━━━ DATA ━━━

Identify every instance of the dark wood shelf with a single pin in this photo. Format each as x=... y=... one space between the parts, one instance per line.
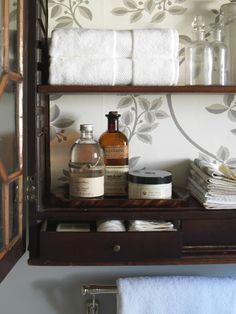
x=224 y=255
x=51 y=89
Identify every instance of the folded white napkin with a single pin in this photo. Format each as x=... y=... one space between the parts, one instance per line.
x=176 y=294
x=156 y=71
x=155 y=43
x=150 y=225
x=111 y=226
x=78 y=42
x=85 y=71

━━━

→ **YOUR INSTRUCTIONS**: Copy each line above exactly, with no images.

→ **ANSWER TO THE PROBLEM**:
Identify every instance of the dark wood shelf with a single pin in this photo. Format each as x=... y=... one space between the parts, one instance per line.
x=224 y=255
x=51 y=89
Identify every instance of the folded white napkin with a single pin in this photo. Format each as x=... y=... one space between the parts, one instance per line.
x=176 y=294
x=156 y=71
x=155 y=43
x=150 y=225
x=111 y=226
x=78 y=42
x=85 y=71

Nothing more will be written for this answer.